• [Brief]: Extract all records. Keep each one exact.

+++ Material for this task +++

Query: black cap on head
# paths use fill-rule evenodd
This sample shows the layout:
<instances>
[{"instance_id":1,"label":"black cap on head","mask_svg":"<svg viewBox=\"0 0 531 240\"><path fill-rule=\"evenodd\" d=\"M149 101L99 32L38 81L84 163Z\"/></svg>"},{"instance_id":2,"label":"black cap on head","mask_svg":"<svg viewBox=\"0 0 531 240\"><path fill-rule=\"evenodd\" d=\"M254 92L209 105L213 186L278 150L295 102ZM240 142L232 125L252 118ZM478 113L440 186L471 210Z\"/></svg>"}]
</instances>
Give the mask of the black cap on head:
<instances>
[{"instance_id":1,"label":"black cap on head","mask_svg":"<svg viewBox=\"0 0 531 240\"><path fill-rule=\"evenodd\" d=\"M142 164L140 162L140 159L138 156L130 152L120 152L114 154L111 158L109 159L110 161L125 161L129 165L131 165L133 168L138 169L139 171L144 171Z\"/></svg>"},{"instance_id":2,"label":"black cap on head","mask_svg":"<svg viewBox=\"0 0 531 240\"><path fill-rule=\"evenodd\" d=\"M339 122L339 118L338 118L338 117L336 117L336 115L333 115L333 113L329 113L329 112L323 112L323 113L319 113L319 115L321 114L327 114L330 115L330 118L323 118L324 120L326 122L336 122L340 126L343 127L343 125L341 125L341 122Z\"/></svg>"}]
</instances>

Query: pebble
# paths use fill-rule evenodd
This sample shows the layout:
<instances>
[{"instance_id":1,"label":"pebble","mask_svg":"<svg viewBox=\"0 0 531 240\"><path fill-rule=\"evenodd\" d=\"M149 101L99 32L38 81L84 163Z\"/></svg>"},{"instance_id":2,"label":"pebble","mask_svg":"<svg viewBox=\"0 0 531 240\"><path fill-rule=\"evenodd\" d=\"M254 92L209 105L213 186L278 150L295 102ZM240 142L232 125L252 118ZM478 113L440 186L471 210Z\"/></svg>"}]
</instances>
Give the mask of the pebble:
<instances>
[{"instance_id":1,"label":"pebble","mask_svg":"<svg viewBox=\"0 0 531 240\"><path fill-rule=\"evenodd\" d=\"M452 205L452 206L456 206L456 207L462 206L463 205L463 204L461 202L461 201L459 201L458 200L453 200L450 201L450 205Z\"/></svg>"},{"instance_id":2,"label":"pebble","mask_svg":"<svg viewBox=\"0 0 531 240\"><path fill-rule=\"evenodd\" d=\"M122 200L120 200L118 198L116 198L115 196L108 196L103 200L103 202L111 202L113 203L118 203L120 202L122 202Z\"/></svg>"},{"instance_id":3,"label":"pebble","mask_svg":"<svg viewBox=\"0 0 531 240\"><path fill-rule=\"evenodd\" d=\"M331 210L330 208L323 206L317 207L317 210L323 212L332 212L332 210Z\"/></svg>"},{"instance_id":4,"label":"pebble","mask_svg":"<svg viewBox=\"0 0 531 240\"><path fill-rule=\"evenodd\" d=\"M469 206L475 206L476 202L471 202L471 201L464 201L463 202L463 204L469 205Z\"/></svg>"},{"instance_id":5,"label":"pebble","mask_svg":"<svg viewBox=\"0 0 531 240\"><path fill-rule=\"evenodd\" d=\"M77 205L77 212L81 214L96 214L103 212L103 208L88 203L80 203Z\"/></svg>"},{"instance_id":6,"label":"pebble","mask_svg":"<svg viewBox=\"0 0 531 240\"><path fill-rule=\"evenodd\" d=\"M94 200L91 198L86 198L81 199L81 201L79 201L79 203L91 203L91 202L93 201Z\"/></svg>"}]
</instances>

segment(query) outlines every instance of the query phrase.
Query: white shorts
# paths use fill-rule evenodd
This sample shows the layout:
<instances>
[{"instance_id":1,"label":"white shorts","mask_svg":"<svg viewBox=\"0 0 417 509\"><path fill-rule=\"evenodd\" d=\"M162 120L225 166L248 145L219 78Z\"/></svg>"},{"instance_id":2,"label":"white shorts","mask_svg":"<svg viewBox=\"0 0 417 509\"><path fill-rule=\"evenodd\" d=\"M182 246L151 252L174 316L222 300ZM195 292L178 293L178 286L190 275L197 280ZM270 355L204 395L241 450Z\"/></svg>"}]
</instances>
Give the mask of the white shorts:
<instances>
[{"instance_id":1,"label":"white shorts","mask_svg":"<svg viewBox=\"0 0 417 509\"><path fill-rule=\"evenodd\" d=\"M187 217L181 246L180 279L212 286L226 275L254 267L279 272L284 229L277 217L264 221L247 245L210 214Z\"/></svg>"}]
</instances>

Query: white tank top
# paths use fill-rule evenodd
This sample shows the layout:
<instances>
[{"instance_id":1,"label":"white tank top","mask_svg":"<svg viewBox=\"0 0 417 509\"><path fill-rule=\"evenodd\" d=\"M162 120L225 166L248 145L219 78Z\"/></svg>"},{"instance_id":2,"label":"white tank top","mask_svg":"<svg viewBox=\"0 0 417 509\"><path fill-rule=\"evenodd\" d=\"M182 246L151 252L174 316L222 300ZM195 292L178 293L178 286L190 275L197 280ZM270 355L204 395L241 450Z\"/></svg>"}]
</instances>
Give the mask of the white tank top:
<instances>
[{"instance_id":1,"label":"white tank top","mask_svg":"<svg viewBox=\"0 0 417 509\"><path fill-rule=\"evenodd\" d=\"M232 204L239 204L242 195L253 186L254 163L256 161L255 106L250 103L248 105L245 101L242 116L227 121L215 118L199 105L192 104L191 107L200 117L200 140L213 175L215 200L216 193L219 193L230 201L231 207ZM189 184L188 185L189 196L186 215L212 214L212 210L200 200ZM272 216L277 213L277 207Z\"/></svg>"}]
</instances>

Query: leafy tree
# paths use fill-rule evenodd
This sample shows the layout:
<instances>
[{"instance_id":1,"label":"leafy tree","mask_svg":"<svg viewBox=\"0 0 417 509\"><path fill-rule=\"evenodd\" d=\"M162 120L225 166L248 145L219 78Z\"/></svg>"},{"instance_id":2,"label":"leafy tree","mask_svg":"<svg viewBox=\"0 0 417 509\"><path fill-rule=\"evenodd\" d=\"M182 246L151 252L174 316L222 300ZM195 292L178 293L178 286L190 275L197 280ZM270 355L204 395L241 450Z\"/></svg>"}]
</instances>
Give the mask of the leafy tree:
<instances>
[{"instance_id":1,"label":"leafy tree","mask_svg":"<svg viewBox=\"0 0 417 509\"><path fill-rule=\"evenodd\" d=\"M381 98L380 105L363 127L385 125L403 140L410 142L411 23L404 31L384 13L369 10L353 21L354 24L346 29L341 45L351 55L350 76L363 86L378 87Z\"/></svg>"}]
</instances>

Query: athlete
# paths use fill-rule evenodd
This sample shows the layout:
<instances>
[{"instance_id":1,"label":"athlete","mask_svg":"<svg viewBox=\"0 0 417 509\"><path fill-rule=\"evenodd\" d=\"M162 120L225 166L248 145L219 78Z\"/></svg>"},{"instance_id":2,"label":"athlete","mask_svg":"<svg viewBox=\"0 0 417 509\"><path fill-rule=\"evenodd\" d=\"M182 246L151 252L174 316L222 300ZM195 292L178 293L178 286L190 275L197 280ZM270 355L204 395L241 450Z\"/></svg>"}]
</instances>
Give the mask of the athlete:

+++

• [Solution to this problem]:
Query: black cap on head
# paths use fill-rule evenodd
This sample shows the layout:
<instances>
[{"instance_id":1,"label":"black cap on head","mask_svg":"<svg viewBox=\"0 0 531 240\"><path fill-rule=\"evenodd\" d=\"M149 101L99 32L38 81L84 163Z\"/></svg>"},{"instance_id":2,"label":"black cap on head","mask_svg":"<svg viewBox=\"0 0 531 240\"><path fill-rule=\"evenodd\" d=\"M254 92L209 105L213 186L278 150L295 102ZM240 142L232 125L252 118ZM478 113L440 186L471 210Z\"/></svg>"}]
</instances>
Give the mask of the black cap on head:
<instances>
[{"instance_id":1,"label":"black cap on head","mask_svg":"<svg viewBox=\"0 0 531 240\"><path fill-rule=\"evenodd\" d=\"M142 164L140 162L140 159L138 156L130 152L120 152L114 154L111 158L109 159L110 161L125 161L129 165L131 165L133 168L138 169L139 171L144 171Z\"/></svg>"},{"instance_id":2,"label":"black cap on head","mask_svg":"<svg viewBox=\"0 0 531 240\"><path fill-rule=\"evenodd\" d=\"M339 122L339 118L338 118L338 117L336 117L336 115L333 115L333 113L329 113L329 112L323 112L323 113L319 113L319 115L321 114L327 114L330 115L330 118L323 118L324 120L326 122L336 122L340 126L343 127L343 125L341 125L341 122Z\"/></svg>"}]
</instances>

Query: pebble
# paths use fill-rule evenodd
This sample shows the layout:
<instances>
[{"instance_id":1,"label":"pebble","mask_svg":"<svg viewBox=\"0 0 531 240\"><path fill-rule=\"evenodd\" d=\"M149 101L99 32L38 81L84 163Z\"/></svg>"},{"instance_id":2,"label":"pebble","mask_svg":"<svg viewBox=\"0 0 531 240\"><path fill-rule=\"evenodd\" d=\"M254 92L209 105L213 186L278 150L295 102ZM240 142L232 125L252 118ZM478 113L440 186L471 210Z\"/></svg>"}]
</instances>
Give the mask of the pebble:
<instances>
[{"instance_id":1,"label":"pebble","mask_svg":"<svg viewBox=\"0 0 531 240\"><path fill-rule=\"evenodd\" d=\"M452 205L452 206L456 206L456 207L462 206L463 205L463 204L461 202L461 201L459 201L458 200L453 200L450 201L450 205Z\"/></svg>"},{"instance_id":2,"label":"pebble","mask_svg":"<svg viewBox=\"0 0 531 240\"><path fill-rule=\"evenodd\" d=\"M122 200L120 200L118 198L116 198L115 196L108 196L103 200L103 202L111 202L113 203L118 203L120 202L122 202Z\"/></svg>"},{"instance_id":3,"label":"pebble","mask_svg":"<svg viewBox=\"0 0 531 240\"><path fill-rule=\"evenodd\" d=\"M331 210L330 208L323 206L317 207L317 210L323 212L332 212L332 210Z\"/></svg>"},{"instance_id":4,"label":"pebble","mask_svg":"<svg viewBox=\"0 0 531 240\"><path fill-rule=\"evenodd\" d=\"M469 206L475 206L476 202L471 202L471 201L464 201L463 202L463 204L469 205Z\"/></svg>"},{"instance_id":5,"label":"pebble","mask_svg":"<svg viewBox=\"0 0 531 240\"><path fill-rule=\"evenodd\" d=\"M77 205L77 212L81 214L96 214L103 212L103 208L88 203L80 203Z\"/></svg>"},{"instance_id":6,"label":"pebble","mask_svg":"<svg viewBox=\"0 0 531 240\"><path fill-rule=\"evenodd\" d=\"M94 200L91 198L86 198L81 199L81 201L79 201L79 203L91 203L91 202L93 201Z\"/></svg>"}]
</instances>

segment(query) outlines every instance of the query phrase.
Query: white shorts
# paths use fill-rule evenodd
This sample shows the layout:
<instances>
[{"instance_id":1,"label":"white shorts","mask_svg":"<svg viewBox=\"0 0 417 509\"><path fill-rule=\"evenodd\" d=\"M162 120L225 166L248 145L219 78Z\"/></svg>"},{"instance_id":2,"label":"white shorts","mask_svg":"<svg viewBox=\"0 0 417 509\"><path fill-rule=\"evenodd\" d=\"M182 246L151 252L174 316L222 300ZM195 292L178 293L178 286L190 275L197 280ZM270 355L204 395L241 450Z\"/></svg>"}]
</instances>
Give the mask of the white shorts:
<instances>
[{"instance_id":1,"label":"white shorts","mask_svg":"<svg viewBox=\"0 0 417 509\"><path fill-rule=\"evenodd\" d=\"M187 217L181 246L180 279L212 286L226 275L254 267L279 272L284 229L277 217L264 221L247 245L210 214Z\"/></svg>"}]
</instances>

Query: white tank top
# paths use fill-rule evenodd
This sample shows the layout:
<instances>
[{"instance_id":1,"label":"white tank top","mask_svg":"<svg viewBox=\"0 0 417 509\"><path fill-rule=\"evenodd\" d=\"M162 120L225 166L248 145L219 78Z\"/></svg>"},{"instance_id":2,"label":"white tank top","mask_svg":"<svg viewBox=\"0 0 417 509\"><path fill-rule=\"evenodd\" d=\"M182 246L151 252L174 316L222 300ZM195 292L178 293L178 286L190 275L197 280ZM270 355L204 395L241 450Z\"/></svg>"}]
</instances>
Give the mask of the white tank top:
<instances>
[{"instance_id":1,"label":"white tank top","mask_svg":"<svg viewBox=\"0 0 417 509\"><path fill-rule=\"evenodd\" d=\"M232 204L239 204L242 195L253 186L254 163L256 161L255 106L250 103L248 105L245 101L242 116L227 121L215 118L199 105L192 104L191 107L200 117L200 140L213 175L215 200L216 193L219 193L230 201L231 207ZM189 184L188 185L189 196L186 215L212 214L212 210L200 200ZM272 216L277 213L277 207Z\"/></svg>"}]
</instances>

Query: leafy tree
# paths use fill-rule evenodd
This sample shows the layout:
<instances>
[{"instance_id":1,"label":"leafy tree","mask_svg":"<svg viewBox=\"0 0 417 509\"><path fill-rule=\"evenodd\" d=\"M162 120L225 166L248 145L219 78Z\"/></svg>"},{"instance_id":2,"label":"leafy tree","mask_svg":"<svg viewBox=\"0 0 417 509\"><path fill-rule=\"evenodd\" d=\"M182 246L151 252L174 316L222 300ZM195 292L178 293L178 286L190 275L197 280ZM270 355L204 395L241 450Z\"/></svg>"}]
</instances>
Give the mask of the leafy tree:
<instances>
[{"instance_id":1,"label":"leafy tree","mask_svg":"<svg viewBox=\"0 0 417 509\"><path fill-rule=\"evenodd\" d=\"M381 98L380 105L363 127L385 125L403 140L410 142L411 23L404 31L384 13L369 10L353 21L354 24L346 29L341 45L351 55L350 76L363 86L378 87Z\"/></svg>"}]
</instances>

Query: athlete
# paths use fill-rule evenodd
This sample shows the layout:
<instances>
[{"instance_id":1,"label":"athlete","mask_svg":"<svg viewBox=\"0 0 417 509\"><path fill-rule=\"evenodd\" d=\"M162 120L225 166L248 145L219 78Z\"/></svg>"},{"instance_id":2,"label":"athlete","mask_svg":"<svg viewBox=\"0 0 417 509\"><path fill-rule=\"evenodd\" d=\"M182 246L151 252L174 316L222 300ZM195 292L178 293L178 286L190 275L197 280ZM270 355L204 395L241 450Z\"/></svg>"}]
</instances>
Give the mask of the athlete:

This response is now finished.